**** ARTÍCULO

En los últimos días, impulsado desde algunos sectores del sindicalismo y la
política, comenzó a circular la posibilidad de que el pastor evangélico Dante Gebel
sea candidato a presidente en 2027. Consultado por Mario Pergolini, el propio
implicado no descartó esa posibilidad de modo que cabría prestarle alguna
atención puesto que posee seguidores, eventuales importantes aportantes
económicos y un discurso pretendidamente ecuménico alrededor de la
espiritualidad, tal como mandan los tiempos. A propósito, dado que la
imaginación no abunda, tampoco debiera extrañar que se tratara de algún sueño
trasnochado a partir de que el evento que el pastor vino a presentar se llama
PresiDante, haciendo un juego de palabras con su nombre, y que allí se lo puede
ver con la banda presidencial. En todo caso, el tiempo dirá.
Hace algún tiempo circuló, y gracias a alguna información de fuente
confiable podría confirmarlo, que el peronismo de la ciudad, de la mano de Juan
Manuel Olmos, está detrás de una suerte de “proyecto streamer”, una renovación
de candidaturas que pueda romper el techo al que parece condenado el peronismo
citadino, y que podría recurrir a figuras como Tomás Rebord y Pedro Rosemblat.

********

*CONSIGNA A*
¿Cómo se llama, según el artículo, el evento que el pastor vino a presentar?
*CONSIGNA B*
Indica cuántas líneas de las entradas de abajo contienen la palabra "accent". Responde solo con el número.

**** ENTRADAS PROPORCIONADAS

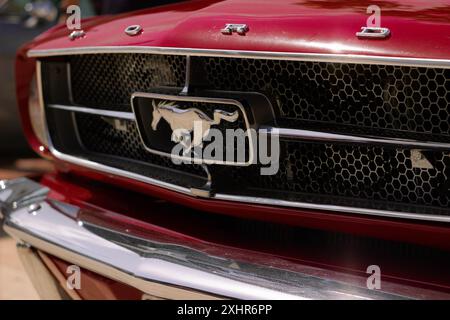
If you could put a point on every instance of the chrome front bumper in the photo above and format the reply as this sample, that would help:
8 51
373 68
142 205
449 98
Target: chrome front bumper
160 268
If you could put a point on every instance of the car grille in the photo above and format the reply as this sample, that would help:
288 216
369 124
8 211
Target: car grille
381 101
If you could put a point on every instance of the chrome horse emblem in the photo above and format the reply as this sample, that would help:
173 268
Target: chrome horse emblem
185 121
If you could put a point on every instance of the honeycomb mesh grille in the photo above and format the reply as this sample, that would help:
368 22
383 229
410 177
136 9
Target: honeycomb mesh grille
108 80
99 136
401 98
363 172
397 101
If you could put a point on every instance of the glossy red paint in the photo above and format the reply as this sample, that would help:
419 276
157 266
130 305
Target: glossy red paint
284 26
419 28
162 221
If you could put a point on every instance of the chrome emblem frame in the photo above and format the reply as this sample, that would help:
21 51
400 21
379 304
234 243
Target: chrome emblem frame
133 30
183 119
240 29
179 118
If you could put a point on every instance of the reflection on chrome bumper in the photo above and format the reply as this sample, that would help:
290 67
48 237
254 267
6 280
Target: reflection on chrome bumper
158 268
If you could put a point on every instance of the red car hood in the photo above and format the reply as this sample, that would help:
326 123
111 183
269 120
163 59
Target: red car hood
419 29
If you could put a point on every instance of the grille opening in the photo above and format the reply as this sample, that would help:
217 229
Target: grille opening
356 99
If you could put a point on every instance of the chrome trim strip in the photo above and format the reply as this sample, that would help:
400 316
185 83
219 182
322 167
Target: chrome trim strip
307 135
333 208
99 112
315 57
310 135
122 173
159 265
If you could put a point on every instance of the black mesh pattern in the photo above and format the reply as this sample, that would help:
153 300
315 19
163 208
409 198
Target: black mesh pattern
359 172
410 99
99 136
108 80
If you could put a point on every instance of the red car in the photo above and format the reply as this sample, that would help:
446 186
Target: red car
357 100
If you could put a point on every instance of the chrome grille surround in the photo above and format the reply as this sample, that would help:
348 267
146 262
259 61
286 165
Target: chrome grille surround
293 203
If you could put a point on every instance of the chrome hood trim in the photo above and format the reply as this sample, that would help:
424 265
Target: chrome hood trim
162 268
271 55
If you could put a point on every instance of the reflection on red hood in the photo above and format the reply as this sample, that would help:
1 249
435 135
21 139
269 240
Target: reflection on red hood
419 28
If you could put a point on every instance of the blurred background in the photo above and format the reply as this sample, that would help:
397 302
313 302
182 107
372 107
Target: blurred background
20 22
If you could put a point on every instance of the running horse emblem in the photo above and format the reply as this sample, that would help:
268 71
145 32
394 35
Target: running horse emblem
185 121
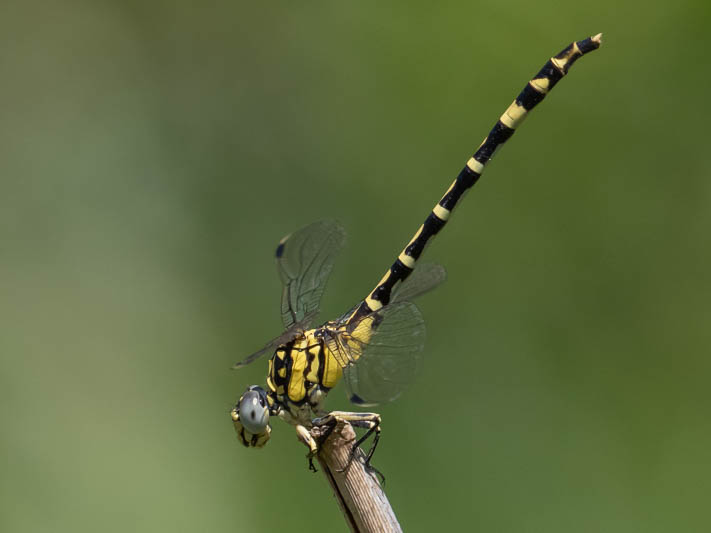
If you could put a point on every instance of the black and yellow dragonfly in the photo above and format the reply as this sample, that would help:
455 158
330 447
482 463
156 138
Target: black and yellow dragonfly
376 347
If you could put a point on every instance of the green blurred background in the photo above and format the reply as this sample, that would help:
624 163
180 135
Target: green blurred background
153 153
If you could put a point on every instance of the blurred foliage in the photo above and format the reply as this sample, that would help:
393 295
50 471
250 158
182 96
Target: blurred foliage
153 153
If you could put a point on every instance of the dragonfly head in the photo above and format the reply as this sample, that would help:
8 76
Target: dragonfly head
251 418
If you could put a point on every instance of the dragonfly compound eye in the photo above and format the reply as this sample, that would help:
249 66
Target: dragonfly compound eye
254 411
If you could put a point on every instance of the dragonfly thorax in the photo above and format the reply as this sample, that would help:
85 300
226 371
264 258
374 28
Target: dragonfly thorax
302 371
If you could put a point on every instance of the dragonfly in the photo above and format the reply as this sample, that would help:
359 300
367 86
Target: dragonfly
376 348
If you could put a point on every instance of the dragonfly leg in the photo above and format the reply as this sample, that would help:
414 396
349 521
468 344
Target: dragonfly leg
304 436
368 421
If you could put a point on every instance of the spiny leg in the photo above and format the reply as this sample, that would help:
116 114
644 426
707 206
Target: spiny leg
304 435
368 421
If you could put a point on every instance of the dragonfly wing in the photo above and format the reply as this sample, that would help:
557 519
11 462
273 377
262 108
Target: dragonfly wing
424 278
295 330
381 354
304 261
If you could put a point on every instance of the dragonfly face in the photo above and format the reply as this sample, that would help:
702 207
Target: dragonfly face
250 418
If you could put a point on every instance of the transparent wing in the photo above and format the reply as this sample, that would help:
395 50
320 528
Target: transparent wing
294 331
304 261
381 354
424 278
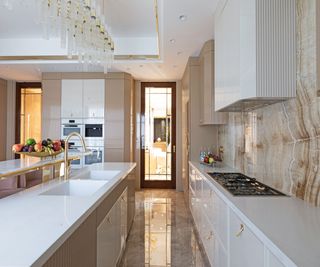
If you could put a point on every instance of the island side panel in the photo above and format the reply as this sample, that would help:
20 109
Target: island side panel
80 249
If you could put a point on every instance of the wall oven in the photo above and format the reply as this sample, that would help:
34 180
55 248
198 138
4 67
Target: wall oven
93 129
71 125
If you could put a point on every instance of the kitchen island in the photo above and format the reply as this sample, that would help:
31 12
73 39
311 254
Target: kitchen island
56 223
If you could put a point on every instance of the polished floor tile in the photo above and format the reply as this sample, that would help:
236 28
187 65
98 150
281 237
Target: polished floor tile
162 234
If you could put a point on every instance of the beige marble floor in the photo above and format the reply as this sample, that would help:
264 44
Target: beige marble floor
162 234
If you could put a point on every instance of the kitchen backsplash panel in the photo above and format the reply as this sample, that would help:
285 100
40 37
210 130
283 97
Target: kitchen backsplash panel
280 144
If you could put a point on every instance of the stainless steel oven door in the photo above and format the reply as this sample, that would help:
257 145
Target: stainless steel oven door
93 131
97 156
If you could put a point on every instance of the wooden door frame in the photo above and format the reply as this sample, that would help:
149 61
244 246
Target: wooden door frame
159 184
19 86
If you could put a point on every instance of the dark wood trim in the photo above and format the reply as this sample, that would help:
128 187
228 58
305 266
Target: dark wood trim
19 86
159 184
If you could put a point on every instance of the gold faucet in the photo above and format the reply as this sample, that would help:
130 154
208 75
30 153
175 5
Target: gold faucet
66 151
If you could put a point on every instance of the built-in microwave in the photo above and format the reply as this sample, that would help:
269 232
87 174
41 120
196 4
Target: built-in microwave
93 129
71 125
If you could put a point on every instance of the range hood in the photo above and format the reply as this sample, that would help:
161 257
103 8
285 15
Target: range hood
255 55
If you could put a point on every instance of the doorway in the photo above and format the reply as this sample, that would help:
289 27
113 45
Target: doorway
158 135
28 105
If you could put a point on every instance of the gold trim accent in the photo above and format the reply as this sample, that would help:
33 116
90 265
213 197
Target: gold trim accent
116 57
35 168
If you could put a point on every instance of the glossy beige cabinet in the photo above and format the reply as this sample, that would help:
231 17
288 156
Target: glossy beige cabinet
112 234
3 118
93 98
118 117
82 98
71 99
198 136
51 109
101 238
207 88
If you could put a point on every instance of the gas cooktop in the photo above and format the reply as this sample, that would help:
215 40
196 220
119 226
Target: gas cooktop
240 185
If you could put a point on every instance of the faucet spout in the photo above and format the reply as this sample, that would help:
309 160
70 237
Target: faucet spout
66 151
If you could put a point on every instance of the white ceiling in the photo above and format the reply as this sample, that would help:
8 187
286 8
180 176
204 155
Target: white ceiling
127 19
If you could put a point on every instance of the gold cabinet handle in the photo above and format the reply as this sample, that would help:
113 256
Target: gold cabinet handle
240 231
210 235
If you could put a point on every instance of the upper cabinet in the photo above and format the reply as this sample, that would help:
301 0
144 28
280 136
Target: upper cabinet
93 98
255 53
208 116
71 98
82 98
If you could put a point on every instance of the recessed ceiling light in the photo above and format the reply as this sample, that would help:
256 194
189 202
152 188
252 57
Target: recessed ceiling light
183 18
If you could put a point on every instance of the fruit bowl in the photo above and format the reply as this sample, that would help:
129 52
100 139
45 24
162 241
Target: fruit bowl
40 154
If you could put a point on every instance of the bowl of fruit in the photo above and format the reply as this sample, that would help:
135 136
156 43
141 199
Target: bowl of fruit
44 148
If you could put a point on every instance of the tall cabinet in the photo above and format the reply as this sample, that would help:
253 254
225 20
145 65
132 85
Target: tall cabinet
82 98
92 95
208 115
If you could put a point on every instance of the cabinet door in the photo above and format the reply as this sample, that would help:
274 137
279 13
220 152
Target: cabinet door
109 238
93 98
71 98
245 248
207 236
106 236
124 212
208 87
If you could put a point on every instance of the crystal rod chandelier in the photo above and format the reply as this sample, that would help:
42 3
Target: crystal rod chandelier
80 25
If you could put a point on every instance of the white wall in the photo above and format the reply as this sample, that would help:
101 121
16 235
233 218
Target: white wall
11 118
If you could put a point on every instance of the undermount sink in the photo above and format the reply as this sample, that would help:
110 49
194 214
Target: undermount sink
76 188
98 175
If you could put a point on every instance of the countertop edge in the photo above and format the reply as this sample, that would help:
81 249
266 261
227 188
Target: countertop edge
53 248
227 197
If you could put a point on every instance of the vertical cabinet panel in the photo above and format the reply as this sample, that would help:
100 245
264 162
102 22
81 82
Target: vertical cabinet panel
82 98
71 99
93 98
245 248
112 233
208 116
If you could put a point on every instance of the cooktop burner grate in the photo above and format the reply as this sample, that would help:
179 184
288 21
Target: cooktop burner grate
242 185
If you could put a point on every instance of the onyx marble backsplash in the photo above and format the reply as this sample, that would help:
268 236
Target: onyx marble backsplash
280 144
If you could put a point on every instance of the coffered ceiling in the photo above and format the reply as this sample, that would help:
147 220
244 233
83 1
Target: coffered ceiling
152 42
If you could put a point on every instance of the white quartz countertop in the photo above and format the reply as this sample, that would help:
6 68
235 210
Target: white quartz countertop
287 224
8 167
33 226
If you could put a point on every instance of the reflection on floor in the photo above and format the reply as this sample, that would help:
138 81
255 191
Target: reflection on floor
162 234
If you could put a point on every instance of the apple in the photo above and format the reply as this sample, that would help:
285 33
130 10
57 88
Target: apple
38 147
57 146
17 147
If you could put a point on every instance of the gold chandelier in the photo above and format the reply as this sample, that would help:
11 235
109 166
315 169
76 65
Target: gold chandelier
80 25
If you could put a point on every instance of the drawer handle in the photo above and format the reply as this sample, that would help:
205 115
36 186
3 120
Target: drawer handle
211 192
210 235
240 231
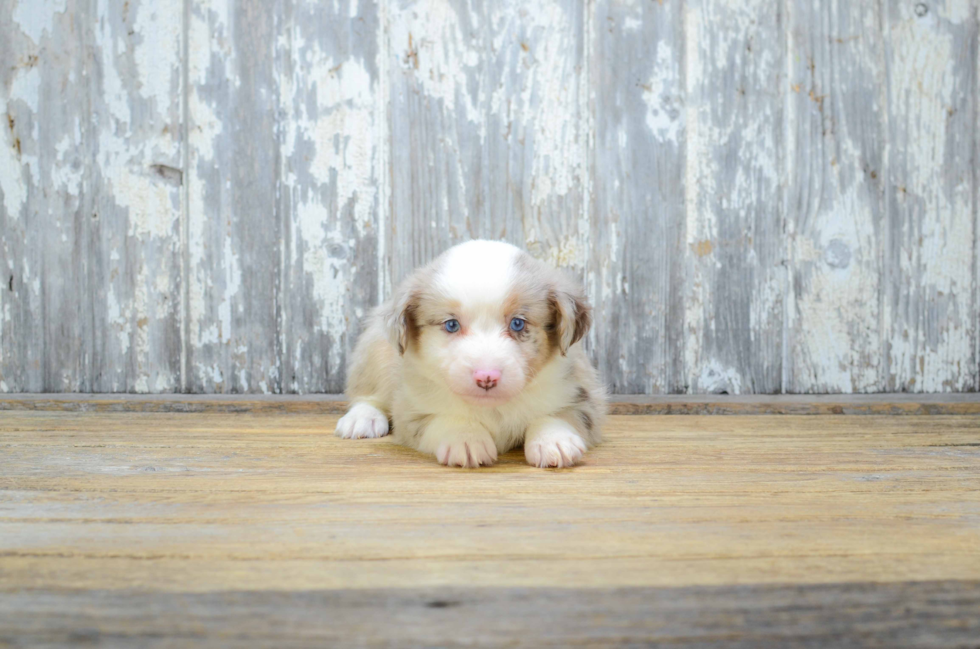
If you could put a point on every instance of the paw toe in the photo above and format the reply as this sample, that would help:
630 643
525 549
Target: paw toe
468 454
557 451
362 422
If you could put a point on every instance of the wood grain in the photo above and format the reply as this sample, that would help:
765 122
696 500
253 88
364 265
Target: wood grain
234 231
90 172
931 315
331 186
202 196
636 271
185 502
877 404
922 615
836 214
735 277
267 528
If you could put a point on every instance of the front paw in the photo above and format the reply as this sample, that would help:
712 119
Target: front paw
467 452
362 421
555 445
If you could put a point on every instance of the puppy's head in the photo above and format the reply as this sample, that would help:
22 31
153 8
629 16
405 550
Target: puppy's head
484 318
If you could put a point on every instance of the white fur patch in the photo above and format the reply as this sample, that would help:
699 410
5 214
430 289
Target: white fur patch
479 272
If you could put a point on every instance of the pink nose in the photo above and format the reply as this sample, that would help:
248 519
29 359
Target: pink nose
486 379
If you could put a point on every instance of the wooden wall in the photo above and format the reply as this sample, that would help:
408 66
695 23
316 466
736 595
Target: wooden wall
761 196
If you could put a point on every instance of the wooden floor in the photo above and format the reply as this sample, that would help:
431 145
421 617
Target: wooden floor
257 529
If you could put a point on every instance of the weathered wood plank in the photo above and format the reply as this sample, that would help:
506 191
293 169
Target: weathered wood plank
234 234
835 212
489 132
873 404
638 226
835 616
210 502
23 211
930 253
735 280
91 182
335 212
134 253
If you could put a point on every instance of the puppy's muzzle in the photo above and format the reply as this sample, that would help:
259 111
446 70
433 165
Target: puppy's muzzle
486 379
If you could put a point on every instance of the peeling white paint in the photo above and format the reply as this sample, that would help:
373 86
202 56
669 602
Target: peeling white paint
662 97
159 24
35 18
928 353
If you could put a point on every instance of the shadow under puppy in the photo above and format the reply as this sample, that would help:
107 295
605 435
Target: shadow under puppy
473 355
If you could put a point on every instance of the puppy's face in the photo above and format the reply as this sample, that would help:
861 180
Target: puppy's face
484 318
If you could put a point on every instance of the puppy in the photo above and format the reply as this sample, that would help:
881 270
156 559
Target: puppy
473 355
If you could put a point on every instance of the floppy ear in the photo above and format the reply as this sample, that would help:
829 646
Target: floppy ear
572 313
398 315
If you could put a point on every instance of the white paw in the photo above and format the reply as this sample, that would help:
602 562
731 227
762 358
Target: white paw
362 421
469 452
554 446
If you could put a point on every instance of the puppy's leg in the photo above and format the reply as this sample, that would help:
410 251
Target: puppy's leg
373 371
456 442
553 442
362 421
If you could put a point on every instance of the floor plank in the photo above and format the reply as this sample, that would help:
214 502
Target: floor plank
257 518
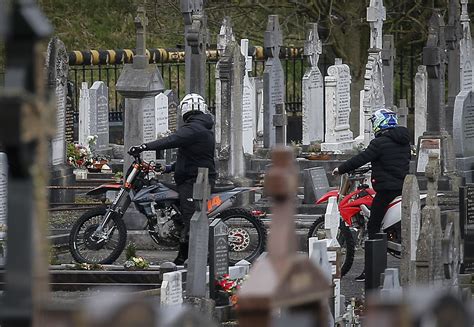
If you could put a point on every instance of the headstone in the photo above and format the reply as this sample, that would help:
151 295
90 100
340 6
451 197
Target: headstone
402 113
465 47
273 81
231 71
171 289
428 266
313 98
218 254
388 61
316 184
421 101
3 188
198 238
411 224
139 83
24 102
463 134
249 102
94 114
373 78
196 40
338 136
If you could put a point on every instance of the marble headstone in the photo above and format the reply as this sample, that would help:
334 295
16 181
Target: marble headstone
249 102
338 136
313 99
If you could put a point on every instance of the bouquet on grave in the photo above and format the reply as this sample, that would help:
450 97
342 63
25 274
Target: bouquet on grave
230 287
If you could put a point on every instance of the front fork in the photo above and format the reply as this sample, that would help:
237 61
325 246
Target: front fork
119 206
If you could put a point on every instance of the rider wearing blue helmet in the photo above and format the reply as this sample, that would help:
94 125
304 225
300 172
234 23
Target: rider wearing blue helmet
390 154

********

*RESPUESTA CORRECTA A*
PresiDante.

*RESPUESTA CORRECTA B*
2